Excerpts from point annotation data:
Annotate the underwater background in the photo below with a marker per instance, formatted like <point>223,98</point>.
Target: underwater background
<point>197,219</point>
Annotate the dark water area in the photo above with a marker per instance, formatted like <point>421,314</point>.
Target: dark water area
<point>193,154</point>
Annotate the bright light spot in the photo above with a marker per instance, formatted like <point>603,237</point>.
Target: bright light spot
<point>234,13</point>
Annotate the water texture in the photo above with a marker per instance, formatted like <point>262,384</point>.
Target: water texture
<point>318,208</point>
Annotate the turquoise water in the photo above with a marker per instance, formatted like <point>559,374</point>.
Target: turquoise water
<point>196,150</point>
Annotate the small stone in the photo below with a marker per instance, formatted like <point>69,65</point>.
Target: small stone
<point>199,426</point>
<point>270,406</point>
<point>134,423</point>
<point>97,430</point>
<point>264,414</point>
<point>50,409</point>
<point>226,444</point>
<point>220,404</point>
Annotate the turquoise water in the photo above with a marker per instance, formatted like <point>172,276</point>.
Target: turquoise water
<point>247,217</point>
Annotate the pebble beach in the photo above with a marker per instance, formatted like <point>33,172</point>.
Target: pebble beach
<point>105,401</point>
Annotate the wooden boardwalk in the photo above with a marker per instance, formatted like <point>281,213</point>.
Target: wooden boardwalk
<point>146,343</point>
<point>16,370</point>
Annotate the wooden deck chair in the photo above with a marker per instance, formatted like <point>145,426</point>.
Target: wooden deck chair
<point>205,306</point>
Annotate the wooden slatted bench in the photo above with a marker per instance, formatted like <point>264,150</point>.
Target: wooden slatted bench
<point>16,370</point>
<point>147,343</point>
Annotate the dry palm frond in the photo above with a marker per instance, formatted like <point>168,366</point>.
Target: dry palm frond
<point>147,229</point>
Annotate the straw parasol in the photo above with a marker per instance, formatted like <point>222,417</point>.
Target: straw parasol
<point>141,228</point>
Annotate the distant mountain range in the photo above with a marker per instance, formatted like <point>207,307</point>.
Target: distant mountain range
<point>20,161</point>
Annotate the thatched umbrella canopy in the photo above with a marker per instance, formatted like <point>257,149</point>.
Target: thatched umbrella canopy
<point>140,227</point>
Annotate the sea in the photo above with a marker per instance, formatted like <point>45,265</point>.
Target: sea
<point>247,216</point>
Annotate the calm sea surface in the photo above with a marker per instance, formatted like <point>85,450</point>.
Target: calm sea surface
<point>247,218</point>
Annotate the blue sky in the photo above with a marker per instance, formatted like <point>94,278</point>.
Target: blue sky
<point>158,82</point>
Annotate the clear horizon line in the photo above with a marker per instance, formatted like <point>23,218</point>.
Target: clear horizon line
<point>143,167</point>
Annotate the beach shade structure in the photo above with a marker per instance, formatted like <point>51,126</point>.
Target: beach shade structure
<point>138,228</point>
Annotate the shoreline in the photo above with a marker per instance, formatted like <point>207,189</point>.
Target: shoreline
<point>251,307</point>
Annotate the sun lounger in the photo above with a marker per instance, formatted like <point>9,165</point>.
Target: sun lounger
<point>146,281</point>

Task instructions:
Output every line of the listing above as a JSON array of strings, one string per line, with blank lines omitted.

Answer in full:
[
  "Annotate the underwater background in the photo below with a marker per instance, formatted like <point>223,98</point>.",
  "Target: underwater background",
  "<point>197,219</point>",
  "Annotate the dark water area in the photo above with a marker per instance, formatted like <point>421,314</point>.",
  "Target: dark water area",
  "<point>193,154</point>",
  "Annotate the bright light spot in the photo above with a marker per instance, formatted like <point>603,237</point>.",
  "Target: bright light spot",
  "<point>234,13</point>",
  "Annotate the water texture in the photo above with a marker per instance, formatted like <point>262,384</point>.",
  "Target: water texture",
  "<point>318,208</point>",
  "Annotate the turquoise water in the photo above with a marker per instance, formatted like <point>559,374</point>.",
  "Target: turquoise water",
  "<point>196,150</point>",
  "Annotate the small stone in the photo below with a marker per instance, formatted like <point>69,65</point>.",
  "Target: small stone",
  "<point>199,426</point>",
  "<point>270,406</point>",
  "<point>134,423</point>",
  "<point>97,430</point>",
  "<point>264,414</point>",
  "<point>50,409</point>",
  "<point>226,444</point>",
  "<point>220,404</point>",
  "Annotate the turquoise water in the photo above with a marker per instance, formatted like <point>172,276</point>.",
  "Target: turquoise water",
  "<point>247,217</point>",
  "Annotate the pebble beach in the photo above with a marker per instance, formatted like <point>33,172</point>.",
  "Target: pebble beach",
  "<point>105,401</point>",
  "Annotate the wooden boardwalk in the photo above with a marker per instance, formatted like <point>281,213</point>.",
  "Target: wooden boardwalk",
  "<point>146,343</point>",
  "<point>16,370</point>",
  "Annotate the wooden deck chair in the photo above with a marker per instance, formatted like <point>145,426</point>.",
  "Target: wooden deck chair",
  "<point>205,306</point>",
  "Annotate the wooden slatted bench in the photo above with a marker per instance, formatted like <point>264,150</point>.",
  "Target: wooden slatted bench",
  "<point>16,370</point>",
  "<point>147,343</point>",
  "Annotate the dry palm frond in the photo above with a marker per instance, formatted like <point>168,366</point>.",
  "Target: dry palm frond",
  "<point>147,229</point>",
  "Annotate the straw parasol in the photo above with a marker per instance, formatted like <point>222,417</point>.",
  "Target: straw parasol",
  "<point>141,228</point>",
  "Annotate the distant mountain range in the photo above with a marker per instance, formatted like <point>207,307</point>.",
  "Target: distant mountain range",
  "<point>20,161</point>",
  "Annotate the thatched umbrella canopy in the photo above with a marker per instance, formatted like <point>257,149</point>.",
  "Target: thatched umbrella canopy",
  "<point>140,227</point>",
  "Annotate the sea in the photo above with a marker per instance, formatted like <point>45,265</point>.",
  "Target: sea",
  "<point>247,216</point>",
  "Annotate the calm sea surface in the photo above with a marker per instance, formatted like <point>85,450</point>.",
  "Target: calm sea surface",
  "<point>247,218</point>",
  "Annotate the blue sky in the photo above with a marker per instance, formatted like <point>94,278</point>.",
  "Target: blue sky",
  "<point>158,82</point>",
  "Annotate the clear horizon line in the photo above with a marker per instance, formatted like <point>23,218</point>.",
  "Target: clear horizon line",
  "<point>143,167</point>",
  "Annotate the beach shade structure in the photo above with a marker per instance, formatted like <point>51,126</point>.",
  "Target: beach shade structure",
  "<point>138,228</point>",
  "Annotate the shoreline in the photo above with a marker per instance, formatted like <point>207,189</point>.",
  "Target: shoreline",
  "<point>251,307</point>",
  "Annotate the sun lounger in the photo above with a marker per instance, formatted like <point>9,165</point>.",
  "Target: sun lounger",
  "<point>146,281</point>"
]